__WRITTEN INSTRUCTION__: Below is a block of records: output all of them exactly and leave out the pictures.

__SUPPLIED DATA__:
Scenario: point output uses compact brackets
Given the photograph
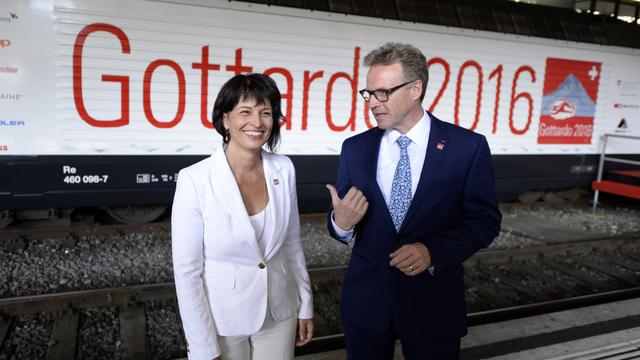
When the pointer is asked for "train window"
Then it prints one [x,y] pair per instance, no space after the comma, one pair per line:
[407,10]
[290,3]
[363,7]
[340,6]
[448,13]
[584,32]
[504,21]
[486,19]
[428,12]
[554,27]
[386,9]
[521,23]
[599,34]
[538,27]
[322,5]
[467,17]
[569,30]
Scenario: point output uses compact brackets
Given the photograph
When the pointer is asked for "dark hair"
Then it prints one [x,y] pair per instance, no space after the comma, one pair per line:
[247,86]
[414,63]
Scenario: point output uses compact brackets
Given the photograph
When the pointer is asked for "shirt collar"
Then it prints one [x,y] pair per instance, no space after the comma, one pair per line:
[419,133]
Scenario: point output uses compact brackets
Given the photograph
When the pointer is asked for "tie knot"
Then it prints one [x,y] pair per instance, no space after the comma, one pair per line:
[403,142]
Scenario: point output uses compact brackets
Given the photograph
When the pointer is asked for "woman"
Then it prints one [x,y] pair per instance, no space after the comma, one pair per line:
[240,272]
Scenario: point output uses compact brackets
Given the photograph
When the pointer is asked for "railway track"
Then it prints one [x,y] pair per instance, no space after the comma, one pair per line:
[501,284]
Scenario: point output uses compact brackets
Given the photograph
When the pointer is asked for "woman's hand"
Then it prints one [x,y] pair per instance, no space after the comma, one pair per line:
[305,331]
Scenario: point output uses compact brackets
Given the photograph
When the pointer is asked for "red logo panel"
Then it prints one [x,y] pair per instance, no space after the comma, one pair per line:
[569,99]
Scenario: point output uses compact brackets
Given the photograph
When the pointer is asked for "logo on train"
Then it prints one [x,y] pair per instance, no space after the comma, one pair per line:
[8,70]
[12,123]
[9,17]
[10,97]
[569,99]
[623,124]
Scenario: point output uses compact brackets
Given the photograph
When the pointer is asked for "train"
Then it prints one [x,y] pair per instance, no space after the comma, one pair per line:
[102,102]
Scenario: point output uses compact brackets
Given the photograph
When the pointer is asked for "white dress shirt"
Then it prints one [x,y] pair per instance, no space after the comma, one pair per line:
[388,157]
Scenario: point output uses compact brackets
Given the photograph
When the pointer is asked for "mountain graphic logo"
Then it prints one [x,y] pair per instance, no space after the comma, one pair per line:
[623,124]
[568,100]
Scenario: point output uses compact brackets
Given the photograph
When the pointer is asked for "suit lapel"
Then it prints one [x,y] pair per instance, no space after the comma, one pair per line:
[435,151]
[371,168]
[278,209]
[231,199]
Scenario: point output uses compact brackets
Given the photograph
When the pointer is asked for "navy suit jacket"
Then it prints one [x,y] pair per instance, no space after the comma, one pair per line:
[454,213]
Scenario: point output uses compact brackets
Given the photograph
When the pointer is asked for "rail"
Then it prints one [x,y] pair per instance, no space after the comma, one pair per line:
[604,158]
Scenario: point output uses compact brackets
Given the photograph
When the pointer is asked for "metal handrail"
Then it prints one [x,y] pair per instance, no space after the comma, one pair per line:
[604,158]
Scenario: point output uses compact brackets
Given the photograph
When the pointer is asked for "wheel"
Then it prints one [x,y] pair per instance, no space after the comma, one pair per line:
[136,214]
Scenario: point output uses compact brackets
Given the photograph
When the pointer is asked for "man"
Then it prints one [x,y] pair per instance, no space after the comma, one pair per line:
[416,196]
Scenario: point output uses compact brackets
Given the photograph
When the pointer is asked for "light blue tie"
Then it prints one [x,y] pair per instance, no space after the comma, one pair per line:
[401,186]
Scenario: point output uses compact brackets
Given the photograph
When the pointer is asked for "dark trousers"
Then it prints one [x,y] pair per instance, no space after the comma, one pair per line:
[364,344]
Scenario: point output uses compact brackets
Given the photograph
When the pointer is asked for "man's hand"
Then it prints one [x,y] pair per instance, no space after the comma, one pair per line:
[349,210]
[305,331]
[411,259]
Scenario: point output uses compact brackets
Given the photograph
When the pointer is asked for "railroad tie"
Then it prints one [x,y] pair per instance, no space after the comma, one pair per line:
[63,341]
[515,284]
[4,329]
[608,271]
[595,283]
[133,333]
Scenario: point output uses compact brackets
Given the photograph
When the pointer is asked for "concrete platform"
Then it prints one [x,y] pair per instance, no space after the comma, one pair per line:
[585,333]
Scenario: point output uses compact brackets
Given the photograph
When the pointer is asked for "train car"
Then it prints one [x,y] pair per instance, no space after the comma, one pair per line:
[103,101]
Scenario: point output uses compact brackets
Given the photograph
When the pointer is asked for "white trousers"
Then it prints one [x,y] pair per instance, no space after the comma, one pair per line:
[274,342]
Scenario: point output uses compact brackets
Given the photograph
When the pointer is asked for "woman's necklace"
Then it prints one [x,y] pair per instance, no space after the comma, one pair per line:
[264,215]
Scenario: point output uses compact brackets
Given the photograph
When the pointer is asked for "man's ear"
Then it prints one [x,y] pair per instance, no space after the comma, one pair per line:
[416,90]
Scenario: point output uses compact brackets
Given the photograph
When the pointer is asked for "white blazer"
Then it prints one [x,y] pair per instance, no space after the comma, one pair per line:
[223,280]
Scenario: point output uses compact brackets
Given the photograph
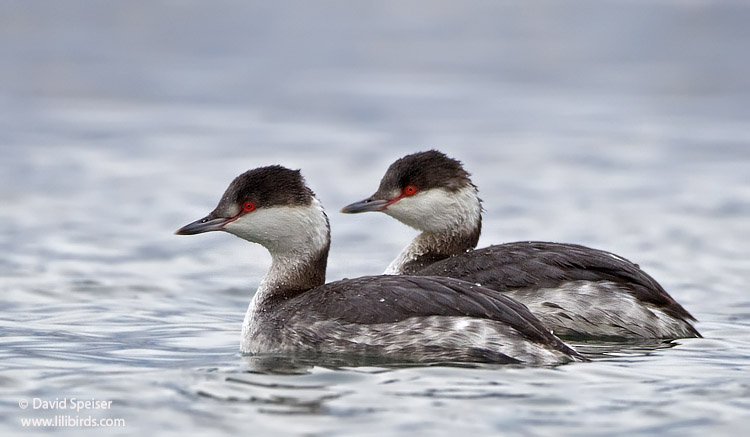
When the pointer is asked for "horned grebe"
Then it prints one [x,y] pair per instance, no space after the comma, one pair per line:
[394,317]
[574,290]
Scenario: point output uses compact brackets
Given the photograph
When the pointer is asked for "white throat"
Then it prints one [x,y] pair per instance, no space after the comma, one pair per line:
[295,236]
[447,221]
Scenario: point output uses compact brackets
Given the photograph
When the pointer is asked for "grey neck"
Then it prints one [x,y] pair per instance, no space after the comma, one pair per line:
[430,247]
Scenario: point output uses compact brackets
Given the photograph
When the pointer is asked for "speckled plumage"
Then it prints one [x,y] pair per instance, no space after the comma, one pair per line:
[394,317]
[407,318]
[574,290]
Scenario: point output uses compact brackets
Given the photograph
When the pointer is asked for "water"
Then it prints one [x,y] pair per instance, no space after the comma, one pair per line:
[620,125]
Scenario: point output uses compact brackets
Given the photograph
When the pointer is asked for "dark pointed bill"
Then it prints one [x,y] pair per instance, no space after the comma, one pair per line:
[206,224]
[366,205]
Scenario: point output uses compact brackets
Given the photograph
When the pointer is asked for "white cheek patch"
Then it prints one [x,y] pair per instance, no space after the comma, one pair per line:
[285,228]
[438,210]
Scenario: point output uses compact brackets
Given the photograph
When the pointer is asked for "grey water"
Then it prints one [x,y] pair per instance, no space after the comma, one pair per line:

__TASK RESULT__:
Scenario: point output uses compact brackets
Given the photograph
When the pointer is asked for "train window"
Then it prints one [x,y] pair per instance, no space after the comma, one pair per line:
[407,10]
[290,3]
[363,7]
[340,6]
[448,13]
[584,32]
[504,21]
[486,19]
[428,12]
[554,27]
[386,9]
[521,23]
[599,34]
[538,27]
[322,5]
[467,17]
[569,30]
Scenario: point output uses compact brackets
Given the photograph
When the pointer is asked for "dark hair"
Then it prints one [x,y] pair per instance, no space after the comma, one pair per line:
[247,86]
[414,63]
Scenario: point output uses compact brackets
Given the photograph
When the pointer is asked for "shirt collar"
Then it prints one [x,y] pair per instance, no space after the comma, one pair per line:
[419,133]
Scenario: point output uses compact brackets
Given the photograph
When the pointer is asked for "tie knot"
Then it prints one [x,y] pair per instance, no space after the comma, one pair per line:
[403,142]
Scenario: point output uses compact brackets
Given the photograph
When the pointer is asked for "woman"
Then it prints one [x,y] pair per instance, no space after the comma, one pair per line:
[240,272]
Scenario: point output uses compact brackets
Given the photograph
When the pointer is asked for "railway track"
Then it prints one [x,y] pair per instance, no space after the comma, one pair per line:
[501,284]
Scenario: point output uses compact brackets
Given the photograph
When the pointer is asked for "woman's hand"
Then it prints one [x,y] pair per instance, no space after the comma, one pair per line:
[305,331]
Scenario: point output uses compact brackets
Given the photograph
When the pointer is asked for "red logo panel"
Then it prints one [x,y] pair per instance, no space after the comma, one pair per line:
[569,99]
Scenario: point output uses compact brackets
Given the photograph
When the pointer is asked for "logo on train"
Then it prints one [x,y] pair per instance, no space after the comma, one pair per line:
[8,70]
[12,123]
[9,17]
[10,97]
[569,99]
[623,124]
Scenario: point output uses compact brackets
Given the photograph
When the pointer is asked for "train"
Then it prints one [x,y] pair per instance, no space after the comma, one pair per line:
[102,102]
Scenario: point output uses compact brackets
Given the photograph
When the pointer is asked for "white dress shirt"
Then it prints one [x,y] pair per instance, no space after the comma, one pair per line:
[388,157]
Scenario: point output uses compact brackets
Given the photograph
When the pointer is asked for "mountain graphic logo"
Then it prints one [x,y] pair per instance, no space after the comma, one pair per line:
[623,124]
[568,100]
Scenario: point output uses compact brackets
Given the photograph
When the pointer is asked for "suit lapel"
Then it prints one [x,y] pair per instance, no space after the comma, one pair per line:
[435,151]
[371,168]
[278,209]
[231,199]
Scenario: point output uses compact brackets
Given the photograph
When the pointer is asked for "navy suit jacket"
Then it prints one [x,y] pair per instance, no space after the comma, one pair per line:
[454,213]
Scenario: point output uses compact brackets
Given the photograph
When the pointer is asked for "rail"
Then it prints one [x,y] pair per instance, no space after the comma, one pair per line:
[604,158]
Scenario: point output uses compact brackets
Given the photograph
When the pointer is asked for "metal handrail"
Then it prints one [x,y] pair per instance, no space after the comma, one pair per line:
[604,158]
Scenario: point output uses compact brackets
Given the photograph
When the pointer is asked for "wheel"
Then it prints one [x,y] pair per instance, no space after the comma, one pair per line:
[136,214]
Scenario: point output uses compact brackets
Given the photograph
When the pointer is asked for "man"
Then it prints one [x,y] pair per instance, no space after the comma, one pair per line:
[416,196]
Scenario: point output uses compact brackets
Given the photograph
When the pointer is asked for "light blue tie"
Then it prints one [x,y] pair per instance, no space after the comma, one pair per line:
[401,186]
Scenario: point output uses compact brackets
Given the photograph
When the pointer is asked for "dark trousers"
Then it prints one [x,y] pair per instance, no space after the comma, one pair per line:
[364,344]
Scenario: point output uses compact brackets
Given the photograph
When the pointer is asked for "man's hand"
Then it prints one [x,y] pair per instance, no space after the comma, one pair per line:
[349,210]
[305,331]
[411,259]
Scenario: point output uses compact brackets
Given the photograph
When the pointer is asked for "railroad tie"
Then it prints one [x,y] pair per instance, no space after the comma, one pair per line:
[63,341]
[515,284]
[4,329]
[608,271]
[595,283]
[133,333]
Scenario: point output uses compact brackets
Given the photograph
When the pointer is asked for "concrete platform"
Then it prints one [x,y] pair per instance, no space after the comma, one pair per line:
[585,333]
Scenario: point output uses compact brackets
Given the photograph
When the pointer is asked for "train car"
Then it prints one [x,y] pair per instance, no space after the comma, one pair per line:
[103,101]
Scenario: point output uses compact brackets
Given the photograph
When the pointer is asked for "white trousers"
Then it prints one [x,y] pair per instance, no space after the comma, one pair per line:
[274,342]
Scenario: point output uses compact brackets
Given the photograph
When the pointer is asked for "woman's necklace"
Then it prints one [x,y] pair per instance, no space after the comma, one pair per line:
[264,215]
Scenario: point output uses compact brackets
Given the photograph
When the pointer is asked for "man's ear"
Then it prints one [x,y] pair per instance, no space after the comma, one pair per line:
[416,90]
Scenario: point output uses compact brackets
Given the photograph
When the pointer is asked for "white blazer"
Then it prints one [x,y] pair per instance, no space after the comma, one pair per line:
[223,280]
Scenario: point output uses compact brackets
Given the photograph
When the pointer is asked for "horned grebe"
Then it prints one [x,y] pair per instance, no space after the comma, one pair per line:
[394,317]
[574,290]
Scenario: point output uses compact brackets
Given the photograph
When the pointer is asked for "white throat"
Then it prints one [x,y] pair per instance, no space after the comma, one pair per line:
[295,236]
[447,221]
Scenario: point output uses compact brackets
Given the photograph
When the pointer is asked for "grey neck"
Then it prints one [x,y] pair per instance, no space after the comma, one pair per line:
[430,247]
Scenario: point output uses compact brackets
Given the photograph
When the pointer is asked for "speckled plumage"
Then it prints one [x,y] pair per instance, no space after the comma, one pair per line:
[394,317]
[407,318]
[574,290]
Scenario: point output uses compact brackets
Given the photograph
When the pointer is asked for "water"
Then it prints one [x,y] pair per instance, no space after the comma, one pair per line:
[620,125]
Scenario: point output uses compact brackets
Given the photograph
When the pointer is asked for "dark pointed bill"
Then it prints one [x,y] pair per instance, no space after the comma, one pair per line:
[206,224]
[366,205]
Scenario: point output uses compact brackets
Given the photograph
When the pointer is asked for "white cheek patch"
Then it prints one [x,y] pair per instance, no space after the comma, one pair per line:
[285,228]
[438,210]
Scenario: point output uses compact brackets
Given the photograph
When the pointer is asked for "grey water"
Then it prints one [x,y] pair per instance, no space after the comma, one pair per line:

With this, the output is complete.